--- What this task involves ---
Go through the entries, filter for the word "green", and copy every line that has it.

========

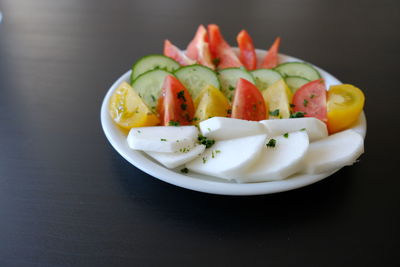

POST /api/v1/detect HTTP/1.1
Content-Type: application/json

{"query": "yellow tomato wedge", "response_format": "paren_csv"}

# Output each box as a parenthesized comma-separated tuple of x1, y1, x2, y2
(193, 85, 231, 124)
(262, 79, 292, 119)
(327, 84, 365, 134)
(109, 82, 160, 129)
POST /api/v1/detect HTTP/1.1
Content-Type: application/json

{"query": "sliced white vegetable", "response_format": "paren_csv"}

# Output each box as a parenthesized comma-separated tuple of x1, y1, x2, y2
(260, 117, 328, 142)
(301, 129, 364, 174)
(145, 144, 206, 169)
(240, 131, 309, 182)
(186, 134, 267, 180)
(127, 126, 198, 153)
(199, 117, 266, 140)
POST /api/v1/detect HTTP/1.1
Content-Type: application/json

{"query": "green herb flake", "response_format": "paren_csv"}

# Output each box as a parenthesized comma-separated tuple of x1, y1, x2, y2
(212, 151, 215, 158)
(151, 94, 156, 102)
(266, 139, 276, 148)
(310, 94, 316, 99)
(303, 99, 309, 107)
(177, 90, 186, 101)
(160, 138, 167, 141)
(283, 133, 289, 138)
(181, 103, 187, 110)
(300, 128, 306, 131)
(228, 85, 235, 91)
(269, 109, 280, 116)
(290, 111, 306, 118)
(198, 135, 215, 148)
(202, 157, 207, 164)
(180, 167, 189, 174)
(215, 150, 221, 153)
(168, 120, 180, 126)
(212, 58, 221, 66)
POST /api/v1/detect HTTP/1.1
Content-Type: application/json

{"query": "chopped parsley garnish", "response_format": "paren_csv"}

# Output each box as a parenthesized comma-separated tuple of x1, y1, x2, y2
(180, 167, 189, 174)
(290, 111, 306, 118)
(160, 138, 167, 141)
(168, 120, 180, 126)
(202, 157, 207, 164)
(283, 133, 289, 138)
(266, 139, 276, 148)
(181, 103, 187, 110)
(269, 109, 280, 116)
(198, 135, 215, 148)
(252, 104, 257, 111)
(310, 94, 316, 99)
(303, 99, 309, 107)
(177, 90, 186, 101)
(192, 117, 199, 121)
(228, 85, 235, 91)
(151, 94, 156, 102)
(212, 58, 221, 66)
(300, 128, 306, 131)
(215, 150, 221, 153)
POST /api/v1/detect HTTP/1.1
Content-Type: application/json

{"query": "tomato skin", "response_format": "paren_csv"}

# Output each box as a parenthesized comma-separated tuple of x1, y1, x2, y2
(231, 78, 267, 121)
(292, 79, 327, 122)
(164, 40, 195, 66)
(260, 37, 281, 69)
(186, 25, 215, 69)
(237, 30, 257, 70)
(207, 24, 243, 69)
(327, 84, 365, 134)
(157, 75, 195, 126)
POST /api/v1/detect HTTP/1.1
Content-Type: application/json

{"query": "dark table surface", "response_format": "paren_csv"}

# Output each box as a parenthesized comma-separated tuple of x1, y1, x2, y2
(1, 0, 399, 266)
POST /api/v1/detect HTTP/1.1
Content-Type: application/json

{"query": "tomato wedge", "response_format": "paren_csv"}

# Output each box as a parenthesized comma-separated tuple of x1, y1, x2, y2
(157, 75, 195, 126)
(207, 24, 242, 69)
(232, 78, 266, 121)
(186, 25, 215, 69)
(260, 37, 281, 69)
(236, 30, 257, 70)
(327, 84, 365, 134)
(164, 40, 196, 66)
(292, 79, 327, 122)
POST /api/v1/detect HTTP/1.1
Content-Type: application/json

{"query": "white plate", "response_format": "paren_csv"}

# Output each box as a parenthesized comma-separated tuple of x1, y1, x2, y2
(100, 49, 366, 196)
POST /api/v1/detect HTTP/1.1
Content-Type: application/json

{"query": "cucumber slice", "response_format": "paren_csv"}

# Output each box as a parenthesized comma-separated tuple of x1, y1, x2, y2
(251, 69, 282, 91)
(218, 68, 255, 102)
(131, 69, 172, 111)
(274, 62, 321, 81)
(174, 65, 220, 99)
(285, 76, 310, 93)
(131, 54, 180, 83)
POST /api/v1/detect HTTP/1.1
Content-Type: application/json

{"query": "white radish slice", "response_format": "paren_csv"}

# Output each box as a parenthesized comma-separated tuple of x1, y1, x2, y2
(127, 126, 198, 153)
(240, 131, 309, 182)
(260, 117, 328, 142)
(301, 129, 364, 174)
(199, 117, 266, 140)
(186, 134, 267, 180)
(145, 144, 206, 169)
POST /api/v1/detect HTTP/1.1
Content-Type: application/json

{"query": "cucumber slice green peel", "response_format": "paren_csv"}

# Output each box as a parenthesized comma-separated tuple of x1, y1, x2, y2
(251, 69, 282, 91)
(218, 67, 255, 102)
(130, 54, 180, 83)
(285, 76, 310, 93)
(274, 62, 321, 81)
(174, 64, 220, 99)
(131, 69, 173, 111)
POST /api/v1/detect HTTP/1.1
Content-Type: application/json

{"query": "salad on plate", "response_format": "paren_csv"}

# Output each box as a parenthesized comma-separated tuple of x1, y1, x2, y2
(105, 24, 366, 185)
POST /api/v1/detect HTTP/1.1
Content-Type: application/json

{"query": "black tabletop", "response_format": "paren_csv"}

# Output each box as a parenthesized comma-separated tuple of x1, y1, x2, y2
(0, 0, 399, 266)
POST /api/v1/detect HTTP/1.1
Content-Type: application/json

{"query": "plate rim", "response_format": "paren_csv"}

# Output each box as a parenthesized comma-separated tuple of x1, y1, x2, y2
(100, 49, 367, 196)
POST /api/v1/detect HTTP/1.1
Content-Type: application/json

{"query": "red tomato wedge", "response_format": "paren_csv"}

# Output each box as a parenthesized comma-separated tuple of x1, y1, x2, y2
(236, 30, 257, 70)
(292, 79, 327, 123)
(231, 78, 266, 121)
(186, 25, 215, 69)
(260, 37, 281, 69)
(207, 24, 242, 69)
(164, 40, 196, 66)
(157, 75, 195, 126)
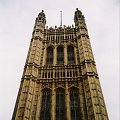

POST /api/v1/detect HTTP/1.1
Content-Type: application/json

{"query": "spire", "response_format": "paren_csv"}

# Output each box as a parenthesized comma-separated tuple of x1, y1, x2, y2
(60, 11, 62, 26)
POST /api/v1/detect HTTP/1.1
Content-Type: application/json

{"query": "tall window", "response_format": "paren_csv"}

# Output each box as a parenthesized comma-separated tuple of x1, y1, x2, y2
(57, 46, 64, 64)
(46, 47, 53, 64)
(67, 46, 74, 64)
(56, 88, 66, 120)
(70, 87, 81, 120)
(40, 89, 51, 120)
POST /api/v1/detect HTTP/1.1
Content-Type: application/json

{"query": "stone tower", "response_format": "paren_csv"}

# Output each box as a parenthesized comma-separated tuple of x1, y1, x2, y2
(12, 9, 109, 120)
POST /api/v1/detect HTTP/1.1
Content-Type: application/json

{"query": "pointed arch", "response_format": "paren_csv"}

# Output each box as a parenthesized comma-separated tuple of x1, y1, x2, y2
(67, 45, 75, 64)
(40, 88, 51, 120)
(69, 87, 81, 120)
(56, 88, 66, 120)
(46, 46, 53, 64)
(57, 46, 64, 64)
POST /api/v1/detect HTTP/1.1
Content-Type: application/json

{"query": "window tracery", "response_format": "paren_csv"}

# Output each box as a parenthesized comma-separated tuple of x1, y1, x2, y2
(70, 87, 81, 120)
(46, 47, 53, 64)
(67, 46, 75, 64)
(57, 46, 64, 64)
(56, 88, 66, 120)
(40, 89, 51, 120)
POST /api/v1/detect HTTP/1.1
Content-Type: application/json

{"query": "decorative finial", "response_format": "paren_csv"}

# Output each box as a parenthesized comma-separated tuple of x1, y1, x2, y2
(76, 8, 78, 11)
(74, 8, 82, 22)
(38, 10, 46, 24)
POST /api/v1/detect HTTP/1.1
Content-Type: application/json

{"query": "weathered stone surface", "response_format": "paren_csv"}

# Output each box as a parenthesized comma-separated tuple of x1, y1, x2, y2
(12, 9, 109, 120)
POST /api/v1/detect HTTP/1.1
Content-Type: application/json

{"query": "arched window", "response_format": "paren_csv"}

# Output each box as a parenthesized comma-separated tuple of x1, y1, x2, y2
(56, 88, 66, 120)
(46, 47, 53, 64)
(40, 89, 51, 120)
(67, 46, 74, 64)
(57, 46, 64, 64)
(70, 87, 81, 120)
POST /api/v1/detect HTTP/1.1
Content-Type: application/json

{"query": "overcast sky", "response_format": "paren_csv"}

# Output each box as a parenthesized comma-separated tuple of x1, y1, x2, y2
(0, 0, 119, 120)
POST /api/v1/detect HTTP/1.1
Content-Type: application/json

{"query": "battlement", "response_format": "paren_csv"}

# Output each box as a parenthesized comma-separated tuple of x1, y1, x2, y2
(45, 25, 75, 34)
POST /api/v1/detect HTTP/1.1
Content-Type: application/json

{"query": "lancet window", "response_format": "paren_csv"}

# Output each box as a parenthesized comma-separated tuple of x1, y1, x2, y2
(67, 46, 75, 64)
(40, 89, 51, 120)
(46, 46, 53, 64)
(70, 87, 81, 120)
(57, 46, 64, 64)
(56, 88, 66, 120)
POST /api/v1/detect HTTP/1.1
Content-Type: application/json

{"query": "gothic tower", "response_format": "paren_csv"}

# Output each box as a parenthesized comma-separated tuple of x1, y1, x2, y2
(12, 9, 109, 120)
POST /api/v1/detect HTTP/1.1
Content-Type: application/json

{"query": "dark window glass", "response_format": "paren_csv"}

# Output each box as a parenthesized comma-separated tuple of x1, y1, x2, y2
(47, 47, 53, 64)
(61, 72, 62, 77)
(40, 89, 51, 120)
(45, 73, 47, 78)
(55, 72, 56, 77)
(57, 72, 59, 77)
(56, 88, 66, 120)
(70, 71, 72, 77)
(67, 71, 69, 77)
(63, 72, 65, 77)
(57, 46, 64, 64)
(70, 87, 81, 120)
(67, 46, 75, 64)
(48, 72, 50, 78)
(42, 73, 44, 78)
(76, 71, 78, 76)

========

--- Expected answer ---
{"query": "green herb flake", "response_format": "paren_csv"}
{"query": "cucumber slice green peel", "response_format": "paren_csv"}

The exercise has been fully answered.